WHAT THE TASK REQUIRES → The required answer is the data below, restated word for word with images omitted.

(Natural language region descriptions)
☆ ☆ ☆ ☆

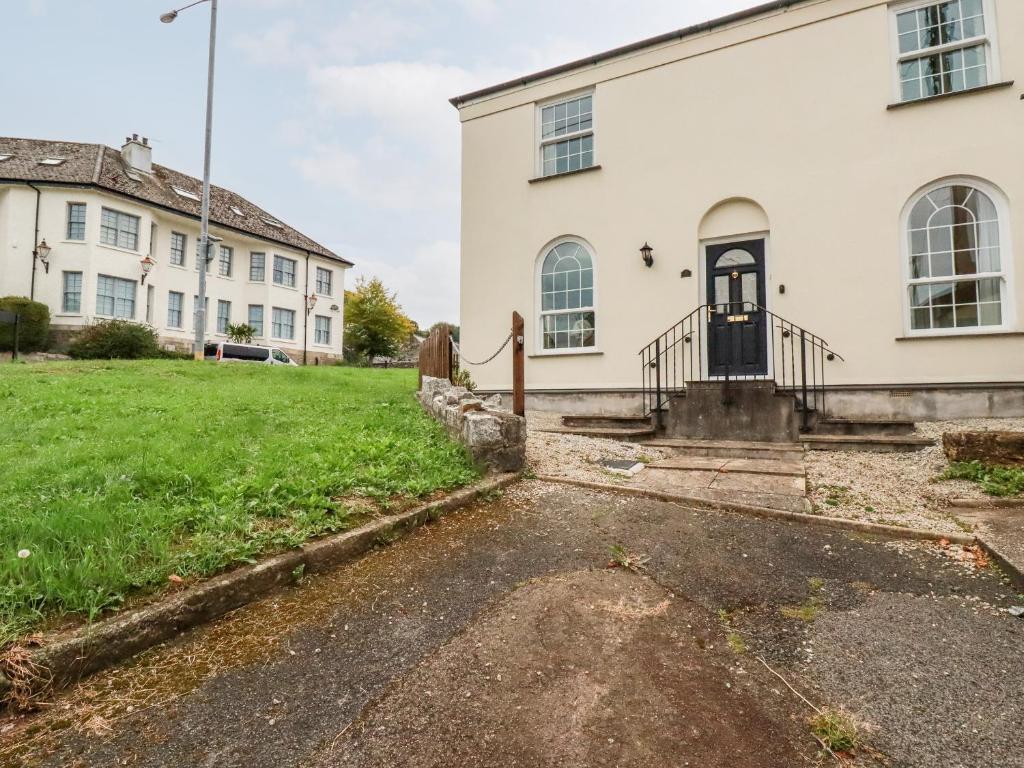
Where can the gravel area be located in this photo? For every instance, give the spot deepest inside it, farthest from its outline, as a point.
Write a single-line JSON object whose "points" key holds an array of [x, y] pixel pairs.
{"points": [[576, 456], [896, 488]]}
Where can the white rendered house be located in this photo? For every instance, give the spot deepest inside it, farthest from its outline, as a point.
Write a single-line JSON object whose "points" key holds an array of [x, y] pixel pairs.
{"points": [[851, 167], [102, 213]]}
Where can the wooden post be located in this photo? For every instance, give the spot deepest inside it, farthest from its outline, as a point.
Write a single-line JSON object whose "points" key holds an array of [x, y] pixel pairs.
{"points": [[518, 361]]}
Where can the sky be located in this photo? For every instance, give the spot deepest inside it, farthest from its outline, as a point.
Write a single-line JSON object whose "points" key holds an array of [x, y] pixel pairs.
{"points": [[333, 115]]}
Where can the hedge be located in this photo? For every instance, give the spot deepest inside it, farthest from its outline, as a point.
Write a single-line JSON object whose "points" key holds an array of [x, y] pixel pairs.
{"points": [[34, 329]]}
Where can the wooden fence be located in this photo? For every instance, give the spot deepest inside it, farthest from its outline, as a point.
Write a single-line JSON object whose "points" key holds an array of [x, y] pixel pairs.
{"points": [[437, 355], [439, 358]]}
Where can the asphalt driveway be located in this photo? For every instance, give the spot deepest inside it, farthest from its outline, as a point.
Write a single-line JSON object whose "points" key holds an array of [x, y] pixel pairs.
{"points": [[498, 636]]}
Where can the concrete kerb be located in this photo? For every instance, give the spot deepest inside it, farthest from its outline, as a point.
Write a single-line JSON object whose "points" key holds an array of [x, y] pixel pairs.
{"points": [[892, 531], [92, 648]]}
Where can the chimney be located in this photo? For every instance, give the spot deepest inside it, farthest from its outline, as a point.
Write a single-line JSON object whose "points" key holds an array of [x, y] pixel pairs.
{"points": [[137, 154]]}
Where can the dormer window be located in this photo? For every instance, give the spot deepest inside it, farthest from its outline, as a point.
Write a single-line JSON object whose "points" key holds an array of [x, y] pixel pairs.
{"points": [[184, 193], [943, 47], [566, 135]]}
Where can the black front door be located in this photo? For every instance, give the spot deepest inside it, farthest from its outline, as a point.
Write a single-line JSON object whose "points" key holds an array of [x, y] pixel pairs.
{"points": [[737, 338]]}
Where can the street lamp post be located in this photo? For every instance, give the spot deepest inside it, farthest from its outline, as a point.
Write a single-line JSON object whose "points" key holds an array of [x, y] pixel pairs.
{"points": [[199, 344]]}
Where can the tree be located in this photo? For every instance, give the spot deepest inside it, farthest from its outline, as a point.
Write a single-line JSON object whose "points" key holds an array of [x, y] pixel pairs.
{"points": [[375, 325], [242, 333]]}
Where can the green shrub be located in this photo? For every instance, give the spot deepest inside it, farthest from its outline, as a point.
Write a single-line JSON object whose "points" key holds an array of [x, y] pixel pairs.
{"points": [[116, 340], [993, 480], [34, 329]]}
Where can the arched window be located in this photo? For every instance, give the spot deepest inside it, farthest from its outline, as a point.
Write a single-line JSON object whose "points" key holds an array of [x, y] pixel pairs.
{"points": [[567, 317], [956, 270]]}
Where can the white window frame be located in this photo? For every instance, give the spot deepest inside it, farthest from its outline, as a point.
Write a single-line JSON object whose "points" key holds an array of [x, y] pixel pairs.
{"points": [[1006, 274], [540, 142], [295, 271], [180, 309], [989, 40], [119, 217], [275, 309], [118, 281], [317, 331], [540, 312], [330, 281]]}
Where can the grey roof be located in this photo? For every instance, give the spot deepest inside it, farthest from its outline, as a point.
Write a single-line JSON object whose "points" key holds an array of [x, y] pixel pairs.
{"points": [[623, 50], [102, 167]]}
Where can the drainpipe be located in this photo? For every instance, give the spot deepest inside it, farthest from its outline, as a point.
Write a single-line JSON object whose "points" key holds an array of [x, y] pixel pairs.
{"points": [[305, 312], [35, 241]]}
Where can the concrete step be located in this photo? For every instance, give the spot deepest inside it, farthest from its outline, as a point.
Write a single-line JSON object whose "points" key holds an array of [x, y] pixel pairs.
{"points": [[790, 452], [775, 467], [880, 443], [606, 422], [865, 427], [610, 433]]}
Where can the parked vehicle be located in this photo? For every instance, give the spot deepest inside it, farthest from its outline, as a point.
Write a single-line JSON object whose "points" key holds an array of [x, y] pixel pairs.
{"points": [[226, 351]]}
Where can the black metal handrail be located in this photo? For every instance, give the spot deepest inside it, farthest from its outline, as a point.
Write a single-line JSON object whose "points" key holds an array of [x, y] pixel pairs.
{"points": [[677, 357]]}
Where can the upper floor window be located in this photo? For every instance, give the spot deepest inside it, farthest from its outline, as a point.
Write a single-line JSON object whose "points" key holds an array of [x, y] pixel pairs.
{"points": [[284, 271], [324, 281], [257, 267], [226, 261], [117, 228], [567, 318], [116, 297], [178, 249], [943, 47], [76, 221], [566, 139], [956, 261]]}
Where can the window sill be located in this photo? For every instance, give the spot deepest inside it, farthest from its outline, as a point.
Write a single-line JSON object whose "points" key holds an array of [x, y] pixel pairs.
{"points": [[565, 353], [941, 96], [553, 176], [963, 335]]}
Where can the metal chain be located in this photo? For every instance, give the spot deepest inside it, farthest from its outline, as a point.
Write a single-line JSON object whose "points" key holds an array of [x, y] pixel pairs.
{"points": [[500, 350]]}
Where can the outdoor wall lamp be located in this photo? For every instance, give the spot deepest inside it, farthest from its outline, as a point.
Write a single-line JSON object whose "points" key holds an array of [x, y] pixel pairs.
{"points": [[42, 253], [647, 254], [147, 264]]}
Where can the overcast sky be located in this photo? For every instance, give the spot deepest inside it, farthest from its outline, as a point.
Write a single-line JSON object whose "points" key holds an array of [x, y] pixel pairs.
{"points": [[331, 114]]}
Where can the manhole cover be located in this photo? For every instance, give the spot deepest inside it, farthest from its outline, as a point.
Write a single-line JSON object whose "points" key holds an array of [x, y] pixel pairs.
{"points": [[627, 467]]}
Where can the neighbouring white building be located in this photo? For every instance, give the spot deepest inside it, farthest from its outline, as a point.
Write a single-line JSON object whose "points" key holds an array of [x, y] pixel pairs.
{"points": [[102, 213], [851, 167]]}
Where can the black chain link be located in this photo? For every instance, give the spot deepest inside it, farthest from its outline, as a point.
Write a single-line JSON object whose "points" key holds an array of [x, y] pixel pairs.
{"points": [[470, 363]]}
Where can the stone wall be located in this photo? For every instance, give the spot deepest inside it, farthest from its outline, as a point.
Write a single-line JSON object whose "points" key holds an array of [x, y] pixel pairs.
{"points": [[495, 437]]}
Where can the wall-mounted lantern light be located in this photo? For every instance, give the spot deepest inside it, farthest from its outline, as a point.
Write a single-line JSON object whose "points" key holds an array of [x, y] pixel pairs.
{"points": [[43, 254], [647, 253], [147, 264]]}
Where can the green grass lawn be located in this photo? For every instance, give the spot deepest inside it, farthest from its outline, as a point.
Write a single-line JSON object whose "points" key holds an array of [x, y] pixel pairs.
{"points": [[116, 475]]}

☆ ☆ ☆ ☆

OUTPUT BELOW →
Where can the gravel area be located in this photo? For every instance, give the spot deepest inside it, farthest from its outline, as a point.
Write a single-line JSON object whose "points" key holds an array of [x, y] pixel pairs.
{"points": [[576, 456], [896, 488]]}
Where can the white rendered house be located in this photo? For every instance, give the spot deepest inside it, farthest from its outline, as a point.
Write a single-line JSON object whose "points" key holds an array of [x, y] pixel pairs.
{"points": [[851, 167], [102, 213]]}
Where can the wooden post be located in this photo? For every instance, give the spot deepest inside it, farthest from its outline, as a point.
Write a single-line JSON object whose "points" key holds an array of [x, y] pixel pairs.
{"points": [[518, 361]]}
Where can the sky be located in this photo? For every instance, give the spot deepest inside it, farthest from its outline, as a point.
Write a single-line JSON object whose "points" key holds an array of [x, y] pixel pairs.
{"points": [[333, 115]]}
Where can the hedge be located in this photo? For every instance, give the spot deepest inside it, farthest from its outline, as a point.
Write a single-line JSON object whose "points" key holds an array of [x, y] pixel pairs.
{"points": [[34, 329]]}
Where can the wooden fence be located in this photo? For every instance, give the spot deepest inside it, farthest from its outline, as a point.
Write a single-line JSON object whose "points" key holds an array of [x, y] pixel pairs.
{"points": [[437, 355], [439, 358]]}
Where can the asphalt driveway be located in this photo? For every instance, give the spot deepest inside it, farthest from its outline, as a point.
Write a single-line JSON object whose "points" key holds an array of [x, y] pixel pairs.
{"points": [[498, 636]]}
Where can the concrete kerb be located in this photo? For every instance, give the spot deepest inside it, farthest from its outline, as a point.
Write a single-line JSON object whose "points" key holds an array of [x, y] pixel pairs.
{"points": [[892, 531], [92, 648]]}
Where can the chimney be located in this photo? For every instance, give the spot deepest inside it, farthest from its outline, as a point.
Write a single-line JSON object whose "points" key holds an array of [x, y] pixel pairs.
{"points": [[137, 154]]}
Where can the dormer window be located in this photo? For every instance, give the spot deepest inside it, farthest from its outline, as a point.
Write a single-line JSON object whose "points" key holds an array of [x, y] pixel pairs.
{"points": [[184, 193], [943, 47], [566, 135]]}
Where can the black front door be located in this photo? For every instance, give the spot deepest inside it, farthest from its outline, as a point.
Write a single-line JSON object whose "points" key holds an array of [x, y] pixel pairs.
{"points": [[737, 338]]}
Where can the street lamp post be located in this photo? For every instance, give the spot deepest inside it, farthest from its outline, as a point.
Write a single-line JSON object whose "points" key holds an array of [x, y] pixel pairs.
{"points": [[199, 344]]}
Where can the tree be located in this photo? For every instance, give the spot deepest inside it, farthest from its outline, as a point.
Write a single-line JSON object whose "points" key holds an array of [x, y] pixel pairs.
{"points": [[375, 325], [242, 333]]}
Where can the green shrub be located in this photo? For every instance, give the spot deepest inside it, farthest from its outline, as a point.
Write a single-line JSON object whose "points" key holds an array of [x, y] pixel pairs.
{"points": [[116, 340], [993, 480], [34, 329]]}
Where can the arched window be located in this photo? For every instance, give the spot deepest inside it, farthest from its outline, as a point.
Write a single-line JSON object whose "points" key holds an array of [x, y] pixel pairs.
{"points": [[567, 317], [956, 270]]}
Where can the white window frame be located in this photo? For every instance, give the spot deepest inside it, farthest from its outline, as a point.
Write a single-line JSON object whose "points" key holds an array of [x, y] pixel pairs.
{"points": [[1006, 274], [540, 142], [295, 271], [180, 309], [989, 40], [119, 217], [275, 309], [118, 281], [317, 331], [540, 312], [330, 281]]}
Where can the grey roof be located in this photo? For every instance, give the spot deepest inside it, farthest from its outline, as a point.
Write a single-line JSON object whose "points" key holds an array of [x, y] pixel pairs.
{"points": [[623, 50], [102, 167]]}
Where can the drainpipe be located in this photo? For every instance, give the spot deepest inside it, farthest from its outline, as a point.
Write a single-line JSON object whose "points" key holds an array of [x, y] pixel pairs.
{"points": [[305, 312], [35, 241]]}
Where can the concrete step be located in this photo? For every instance, give the spot deepest inside it, farthest from its outline, as a point.
Write a single-line JSON object whose "points" key holds an array of [x, y] pixel pairs.
{"points": [[790, 452], [775, 467], [880, 443], [606, 422], [865, 427], [610, 433]]}
Where can the parked vehicle be located in this photo? For every instance, give the spot deepest inside it, farthest from its outline, as a point.
Write a single-line JSON object whose "points" key holds an array of [x, y] pixel pairs.
{"points": [[226, 351]]}
Where can the black metal handrail be located in this photo? For every instance, give the spot deepest inside it, farthest from its outline, as a point.
Write a single-line JSON object whose "points" key holds an array of [x, y] pixel pairs.
{"points": [[677, 357]]}
Where can the upper floor window be located in this photo? For every instance, give the spot deepest inside it, farthest from its outline, as a point.
Write a single-line JSON object whose "points" key holds an array of [x, y] pixel pairs.
{"points": [[284, 271], [324, 281], [257, 267], [226, 261], [117, 228], [567, 318], [116, 297], [178, 249], [943, 47], [76, 221], [566, 139], [956, 261]]}
Where can the window sill be located in this photo? For every instance, give the spot deepest inside it, farthest from its outline, as a point.
Write a single-line JSON object whose "points" key holds an array of [x, y] pixel pairs.
{"points": [[565, 353], [941, 96], [553, 176], [963, 335]]}
Where can the metal chain be located in this photo? For every instance, give the spot deepest inside it, farthest from its outline, as a point.
Write a single-line JSON object whose "points" key holds an array of [x, y] pixel pairs.
{"points": [[500, 350]]}
Where can the outdoor wall lamp be located in this photo? For every instance, give the spot deepest inside it, farthest from its outline, as a point.
Write a single-line JSON object whose "points" key holds an array of [x, y] pixel pairs.
{"points": [[42, 253], [647, 254], [147, 264]]}
Where can the overcast sky be located in this photo? For every instance, give the spot deepest inside it, farthest from its outline, as a point.
Write a single-line JSON object whose "points" key holds an array of [x, y] pixel pairs.
{"points": [[331, 114]]}
Where can the manhole cover be located in this photo? For every instance, give the spot deepest inside it, farthest from its outline, as a point.
Write a single-line JSON object whose "points" key holds an array of [x, y] pixel pairs.
{"points": [[627, 467]]}
Where can the neighbouring white building be located in this photo? For every instance, give the spot deepest inside it, farthest from its outline, as a point.
Write a single-line JSON object whose "points" key holds an array of [x, y] pixel pairs.
{"points": [[102, 213], [851, 167]]}
Where can the black chain link be located in this photo? For every instance, give the spot deepest inside it, farthest from its outline, as a point.
Write a single-line JSON object whose "points" key holds an array of [x, y] pixel pairs.
{"points": [[470, 363]]}
Where can the stone wall be located in this photo? For every instance, give the spot deepest inside it, farthest from its outline, as a point.
Write a single-line JSON object whose "points" key holds an array of [x, y] pixel pairs.
{"points": [[495, 437]]}
Where can the wall-mounted lantern light be located in this photo? For every instance, give the spot deepest inside it, farthest from its outline, as a point.
Write a single-line JSON object whose "points" key holds an array of [x, y] pixel pairs.
{"points": [[43, 254], [647, 253], [147, 264]]}
Where can the green grass lawn be located in this photo? For every instance, give the spot deepest inside it, farthest from its outline, as a point.
Write a single-line JSON object whose "points" key holds an array of [x, y] pixel pairs.
{"points": [[116, 475]]}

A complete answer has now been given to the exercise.